## Document text
------------------------------------

A method was developed for the direct determination of 16 ultra-trace polycyclic aromatic hydrocarbons (PAHs) in water by liquid chromatography (LC) coupled with online solid phase extraction (online SPE). The water sample was centrifuged at a high speed to remove the particulate matter and prepared into an aqueous solution containing 40% (v/v) methanol. A 2 mL-sample was directly injected into the online SPE flow path. Online purification and enrichment of the samples were carried out on the SPE column (Acclaim PA Ⅱ, 50 mm×4.6 mm, 3 μm). The PAHs eluted from the SPE column were transferred to the analytical flow path by valve switching, and were separated on a Hypersil Green PAHs column (150 mm×3 mm, 3 μm). Water and acetonitrile were used as the mobile phases. The flow rates of 1.0 mL/min and 0.4 mL/min were used in the extraction and balance processes, respectively. The flow rate of 0.6 mL/min was used to separate the PAHs in the analytical flow path. Acenaphthylene without a fluorescent signal was detected at the ultraviolet absorption wavelength of 220 nm, while other PAHs were measured by the fluorescence signal via the special excitation/emission wavelength program. The entire analysis could be completed within 37 min. The linear correlation coefficients of the 16 PAHs were greater than 0.996. The limits of detection of the PAHs were 0.14-12.50 ng/L (S/N=3) with only 0.38 ng/L for benzo(a)pyrene (B(a)P). The recoveries of PAHs at spiked levels of 10, 40 and 200 ng/L in the water samples were 76.1%-134.9%. The RSDs (n=3) were 0.3%-16.6%. Furthermore, the recoveries and RSDs (n=3) of B(a)P were 71.8%-92.7% and 3.9%, respectively. The proposed method is simple, rapid, solvent-saving, stable and sensitive, and can meet the ultra-trace analysis requirements of the PAHs (especially B(a)P) in various water samples.

------------------------------------

## Entries provided

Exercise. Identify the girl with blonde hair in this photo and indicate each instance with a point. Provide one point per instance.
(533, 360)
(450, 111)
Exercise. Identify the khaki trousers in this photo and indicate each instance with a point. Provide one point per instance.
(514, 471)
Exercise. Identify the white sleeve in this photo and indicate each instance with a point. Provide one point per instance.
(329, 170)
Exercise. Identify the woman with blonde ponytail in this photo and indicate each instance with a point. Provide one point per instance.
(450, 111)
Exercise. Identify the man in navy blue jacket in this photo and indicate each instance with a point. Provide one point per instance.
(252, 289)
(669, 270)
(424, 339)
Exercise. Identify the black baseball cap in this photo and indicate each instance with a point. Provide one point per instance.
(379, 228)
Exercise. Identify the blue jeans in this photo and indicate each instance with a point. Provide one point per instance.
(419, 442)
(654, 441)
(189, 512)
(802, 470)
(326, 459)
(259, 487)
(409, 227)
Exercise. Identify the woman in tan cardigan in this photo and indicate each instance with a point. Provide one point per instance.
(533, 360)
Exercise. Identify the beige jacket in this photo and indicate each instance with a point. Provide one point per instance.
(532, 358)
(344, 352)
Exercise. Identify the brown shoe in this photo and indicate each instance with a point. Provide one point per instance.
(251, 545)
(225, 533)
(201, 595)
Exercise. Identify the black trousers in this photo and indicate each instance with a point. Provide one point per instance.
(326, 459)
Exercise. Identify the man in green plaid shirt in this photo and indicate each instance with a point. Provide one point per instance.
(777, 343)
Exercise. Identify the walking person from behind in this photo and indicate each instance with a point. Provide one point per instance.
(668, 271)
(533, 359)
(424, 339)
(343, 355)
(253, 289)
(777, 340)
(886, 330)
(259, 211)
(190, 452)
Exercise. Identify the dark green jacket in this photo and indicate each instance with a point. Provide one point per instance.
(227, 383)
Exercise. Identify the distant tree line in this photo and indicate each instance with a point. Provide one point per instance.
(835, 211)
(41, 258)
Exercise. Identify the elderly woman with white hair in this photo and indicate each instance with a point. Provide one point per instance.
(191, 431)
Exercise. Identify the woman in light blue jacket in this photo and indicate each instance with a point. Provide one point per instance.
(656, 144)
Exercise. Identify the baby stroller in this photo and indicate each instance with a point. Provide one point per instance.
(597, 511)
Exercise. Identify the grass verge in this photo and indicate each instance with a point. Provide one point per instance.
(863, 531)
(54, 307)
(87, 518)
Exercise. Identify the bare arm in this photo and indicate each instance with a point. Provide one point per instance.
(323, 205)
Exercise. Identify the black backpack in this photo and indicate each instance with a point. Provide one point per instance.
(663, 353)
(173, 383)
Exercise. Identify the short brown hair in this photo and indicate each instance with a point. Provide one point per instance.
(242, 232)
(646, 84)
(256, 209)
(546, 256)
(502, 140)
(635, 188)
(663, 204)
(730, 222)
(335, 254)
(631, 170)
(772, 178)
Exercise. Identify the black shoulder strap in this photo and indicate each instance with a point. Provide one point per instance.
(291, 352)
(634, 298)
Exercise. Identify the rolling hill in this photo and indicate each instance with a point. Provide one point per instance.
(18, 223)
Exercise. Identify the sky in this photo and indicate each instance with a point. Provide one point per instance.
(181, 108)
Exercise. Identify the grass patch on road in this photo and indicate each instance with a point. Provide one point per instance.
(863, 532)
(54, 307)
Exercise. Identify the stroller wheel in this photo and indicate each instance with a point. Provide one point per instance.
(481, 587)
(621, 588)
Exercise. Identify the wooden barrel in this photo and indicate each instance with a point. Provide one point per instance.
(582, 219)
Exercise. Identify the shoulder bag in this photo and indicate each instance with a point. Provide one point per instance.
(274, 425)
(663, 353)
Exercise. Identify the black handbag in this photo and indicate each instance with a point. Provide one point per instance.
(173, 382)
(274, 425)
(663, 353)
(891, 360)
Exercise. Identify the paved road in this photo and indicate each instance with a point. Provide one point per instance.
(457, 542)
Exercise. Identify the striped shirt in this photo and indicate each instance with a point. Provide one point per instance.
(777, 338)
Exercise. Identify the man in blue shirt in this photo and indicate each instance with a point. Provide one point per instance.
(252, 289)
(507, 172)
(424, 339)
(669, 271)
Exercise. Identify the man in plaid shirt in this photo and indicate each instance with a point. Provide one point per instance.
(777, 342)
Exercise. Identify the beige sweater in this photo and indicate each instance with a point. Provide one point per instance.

------------------------------------

## Required tasks
(A) In the PAH abstract, what column separated the PAHs in the analytical flow path?
(B) Please explain, in one to three sentences, why the PAH abstract says acenaphthylene was measured differently from the other PAHs.
The material comes from a separate source, not from the PAH abstract.

## Results of the tasks
(A) A Hypersil Green PAHs column (150 mm×3 mm, 3 μm).

(B) Acenaphthylene gives no fluorescent signal, so it was detected by ultraviolet absorption at 220 nm. The other PAHs were measured by their fluorescence signal through a specific excitation/emission wavelength program.